- [ЗАДАНИЕ 1] Что, согласно отрывку об эвакуации в Барнауле, целый год было основой меню?

- [ВЫБРАННЫЙ ОТРЫВОК]
....
Мои московские улицы | страница 49



Мои неприятности со здоровьем, наверное, происходили не только из-за простудной составляющей, но и от несбалансированного питания, дефицита витаминов. В эвакуации в Барнауле в течение года основой нашим меню была картошка с капустой. Подсолнечное масло, сахар, муку удавалось выменивать на рынке на изделия моей бабушки, которые она творила, лихо перекраивая и перешивая из маминых платьев, на своей швейной машинке – той самой, которую она, несмотря на все возражения, ухитрилась привезти в Барнаул. Никаких фруктов не было и в помине, также как и таких продуктов, как сливочное масло, яйца, мясо. Крайне дефицитным товаром считалась мука, лакомством – оладьи и блинчики на постном масле.
....
- [ЗАПИСИ НАБОРА]

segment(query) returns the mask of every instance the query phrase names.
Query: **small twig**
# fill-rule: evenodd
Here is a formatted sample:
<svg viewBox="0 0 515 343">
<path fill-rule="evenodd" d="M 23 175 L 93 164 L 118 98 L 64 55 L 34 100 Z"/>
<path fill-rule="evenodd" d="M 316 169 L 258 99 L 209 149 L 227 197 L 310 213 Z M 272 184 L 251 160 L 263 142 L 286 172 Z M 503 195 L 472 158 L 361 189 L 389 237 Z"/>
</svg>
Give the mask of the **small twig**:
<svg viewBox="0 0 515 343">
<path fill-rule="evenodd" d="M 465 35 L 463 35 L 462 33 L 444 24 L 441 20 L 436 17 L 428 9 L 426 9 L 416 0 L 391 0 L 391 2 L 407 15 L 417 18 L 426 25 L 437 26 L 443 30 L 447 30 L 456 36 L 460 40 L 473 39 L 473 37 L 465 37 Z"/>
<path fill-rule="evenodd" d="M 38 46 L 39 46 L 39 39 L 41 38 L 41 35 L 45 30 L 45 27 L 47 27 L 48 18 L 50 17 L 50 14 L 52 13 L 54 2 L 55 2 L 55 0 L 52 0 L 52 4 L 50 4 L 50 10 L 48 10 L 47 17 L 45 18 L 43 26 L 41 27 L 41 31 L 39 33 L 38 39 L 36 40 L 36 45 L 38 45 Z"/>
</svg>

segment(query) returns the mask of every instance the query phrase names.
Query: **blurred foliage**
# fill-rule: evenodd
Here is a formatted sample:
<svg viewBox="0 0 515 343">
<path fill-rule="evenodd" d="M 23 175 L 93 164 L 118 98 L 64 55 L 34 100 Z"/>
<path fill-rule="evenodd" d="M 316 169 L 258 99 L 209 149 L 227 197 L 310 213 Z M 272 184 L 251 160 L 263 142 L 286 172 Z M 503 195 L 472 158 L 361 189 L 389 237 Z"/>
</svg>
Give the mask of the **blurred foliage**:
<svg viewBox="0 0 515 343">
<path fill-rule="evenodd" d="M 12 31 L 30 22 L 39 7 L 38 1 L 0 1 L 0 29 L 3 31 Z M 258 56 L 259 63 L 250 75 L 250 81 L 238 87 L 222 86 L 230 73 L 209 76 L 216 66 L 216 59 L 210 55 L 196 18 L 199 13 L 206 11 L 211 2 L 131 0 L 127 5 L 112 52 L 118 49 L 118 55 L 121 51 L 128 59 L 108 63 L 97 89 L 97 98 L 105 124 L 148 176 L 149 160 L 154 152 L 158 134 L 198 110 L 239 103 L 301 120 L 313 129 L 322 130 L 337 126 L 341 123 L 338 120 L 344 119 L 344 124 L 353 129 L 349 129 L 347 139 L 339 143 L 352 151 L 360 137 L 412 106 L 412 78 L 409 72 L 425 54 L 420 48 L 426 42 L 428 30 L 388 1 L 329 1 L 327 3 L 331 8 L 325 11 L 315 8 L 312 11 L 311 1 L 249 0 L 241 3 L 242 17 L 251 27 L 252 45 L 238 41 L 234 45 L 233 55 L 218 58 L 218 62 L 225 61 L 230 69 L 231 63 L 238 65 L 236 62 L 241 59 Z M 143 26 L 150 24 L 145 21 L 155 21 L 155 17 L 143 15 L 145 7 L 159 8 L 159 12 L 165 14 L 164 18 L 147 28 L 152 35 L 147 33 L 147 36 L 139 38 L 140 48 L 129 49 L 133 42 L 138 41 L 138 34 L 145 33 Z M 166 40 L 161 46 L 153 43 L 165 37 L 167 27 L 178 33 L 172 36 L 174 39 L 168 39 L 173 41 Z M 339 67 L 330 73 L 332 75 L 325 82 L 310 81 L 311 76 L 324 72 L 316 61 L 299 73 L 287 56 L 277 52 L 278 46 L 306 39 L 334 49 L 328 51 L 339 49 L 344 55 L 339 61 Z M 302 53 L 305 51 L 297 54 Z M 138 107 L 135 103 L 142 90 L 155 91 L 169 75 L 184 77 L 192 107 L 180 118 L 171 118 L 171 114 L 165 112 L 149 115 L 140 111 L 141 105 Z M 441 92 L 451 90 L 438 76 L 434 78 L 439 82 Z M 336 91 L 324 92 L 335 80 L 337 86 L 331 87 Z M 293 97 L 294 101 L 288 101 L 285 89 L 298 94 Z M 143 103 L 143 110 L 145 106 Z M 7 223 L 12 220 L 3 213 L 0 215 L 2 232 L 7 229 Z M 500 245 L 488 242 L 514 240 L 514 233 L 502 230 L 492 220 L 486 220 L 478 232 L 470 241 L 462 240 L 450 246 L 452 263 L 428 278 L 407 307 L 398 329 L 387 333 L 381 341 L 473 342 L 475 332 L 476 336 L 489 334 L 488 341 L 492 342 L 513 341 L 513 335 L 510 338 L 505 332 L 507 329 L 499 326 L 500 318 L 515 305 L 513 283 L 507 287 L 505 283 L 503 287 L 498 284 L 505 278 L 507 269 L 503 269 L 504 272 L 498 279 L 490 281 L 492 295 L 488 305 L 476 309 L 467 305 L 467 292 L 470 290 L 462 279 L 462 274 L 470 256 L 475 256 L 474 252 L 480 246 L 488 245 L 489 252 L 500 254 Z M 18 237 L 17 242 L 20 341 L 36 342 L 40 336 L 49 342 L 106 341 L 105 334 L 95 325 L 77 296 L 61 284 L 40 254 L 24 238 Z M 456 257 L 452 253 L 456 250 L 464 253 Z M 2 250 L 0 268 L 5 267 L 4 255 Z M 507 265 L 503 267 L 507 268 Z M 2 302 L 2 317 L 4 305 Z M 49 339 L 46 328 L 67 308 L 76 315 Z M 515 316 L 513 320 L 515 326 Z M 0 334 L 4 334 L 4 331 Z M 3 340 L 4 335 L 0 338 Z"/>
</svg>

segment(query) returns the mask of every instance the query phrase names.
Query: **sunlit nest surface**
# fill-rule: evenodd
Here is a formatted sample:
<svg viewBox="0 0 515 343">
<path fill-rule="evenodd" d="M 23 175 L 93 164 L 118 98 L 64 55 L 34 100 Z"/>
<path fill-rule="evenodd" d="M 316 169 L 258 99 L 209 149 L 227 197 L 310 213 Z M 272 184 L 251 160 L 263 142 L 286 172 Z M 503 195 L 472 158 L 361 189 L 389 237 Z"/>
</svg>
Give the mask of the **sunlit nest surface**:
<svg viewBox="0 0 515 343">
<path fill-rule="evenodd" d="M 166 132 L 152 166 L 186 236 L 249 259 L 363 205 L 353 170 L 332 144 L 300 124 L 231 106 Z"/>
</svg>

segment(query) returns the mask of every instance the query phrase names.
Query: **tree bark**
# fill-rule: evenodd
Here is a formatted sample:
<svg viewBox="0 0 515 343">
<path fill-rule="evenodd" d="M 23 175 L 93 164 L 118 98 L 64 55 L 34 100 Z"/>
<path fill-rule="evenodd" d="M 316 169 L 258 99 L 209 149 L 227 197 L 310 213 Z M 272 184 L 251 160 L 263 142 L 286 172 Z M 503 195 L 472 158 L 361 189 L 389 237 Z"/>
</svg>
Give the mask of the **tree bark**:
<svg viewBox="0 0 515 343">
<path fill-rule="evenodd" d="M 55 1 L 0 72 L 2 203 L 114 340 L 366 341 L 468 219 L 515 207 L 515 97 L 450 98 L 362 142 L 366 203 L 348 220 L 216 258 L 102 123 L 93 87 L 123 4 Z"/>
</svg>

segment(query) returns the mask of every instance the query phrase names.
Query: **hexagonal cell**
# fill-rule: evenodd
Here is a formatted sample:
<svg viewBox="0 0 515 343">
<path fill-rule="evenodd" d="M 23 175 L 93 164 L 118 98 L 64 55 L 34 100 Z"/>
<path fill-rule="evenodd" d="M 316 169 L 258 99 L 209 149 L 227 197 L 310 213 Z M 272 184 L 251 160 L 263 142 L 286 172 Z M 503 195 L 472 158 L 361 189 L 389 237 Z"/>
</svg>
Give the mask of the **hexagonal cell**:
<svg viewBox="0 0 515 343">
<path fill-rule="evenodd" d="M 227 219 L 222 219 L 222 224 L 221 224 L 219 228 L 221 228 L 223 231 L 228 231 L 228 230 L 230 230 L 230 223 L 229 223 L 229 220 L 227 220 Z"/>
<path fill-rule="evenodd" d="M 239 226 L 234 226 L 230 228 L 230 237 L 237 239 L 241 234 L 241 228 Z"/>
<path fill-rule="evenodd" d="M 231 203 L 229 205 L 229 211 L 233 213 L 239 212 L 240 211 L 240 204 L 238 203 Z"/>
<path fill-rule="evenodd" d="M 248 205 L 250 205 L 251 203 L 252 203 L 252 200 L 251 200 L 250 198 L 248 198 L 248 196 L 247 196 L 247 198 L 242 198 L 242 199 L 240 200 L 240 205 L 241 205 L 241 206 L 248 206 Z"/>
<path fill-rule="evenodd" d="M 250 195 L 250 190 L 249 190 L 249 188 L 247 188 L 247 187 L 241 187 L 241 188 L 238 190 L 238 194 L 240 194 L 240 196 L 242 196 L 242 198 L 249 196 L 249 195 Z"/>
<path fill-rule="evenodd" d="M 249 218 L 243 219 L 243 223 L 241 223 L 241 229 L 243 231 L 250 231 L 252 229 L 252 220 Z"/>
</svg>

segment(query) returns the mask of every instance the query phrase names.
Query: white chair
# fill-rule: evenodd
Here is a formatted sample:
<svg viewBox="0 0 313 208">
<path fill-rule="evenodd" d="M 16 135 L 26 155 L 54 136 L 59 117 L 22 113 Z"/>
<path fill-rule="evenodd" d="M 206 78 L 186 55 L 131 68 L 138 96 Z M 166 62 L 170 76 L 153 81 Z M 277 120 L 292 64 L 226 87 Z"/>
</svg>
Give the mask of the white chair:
....
- [ЗАДАНИЕ 2] Подсчитайте, сколько строк листинга содержат слово «white», учитывая регистр букв. В ответе укажите только число.

- [ОТВЕТ 1] Картошка с капустой.

- [ОТВЕТ 2] 2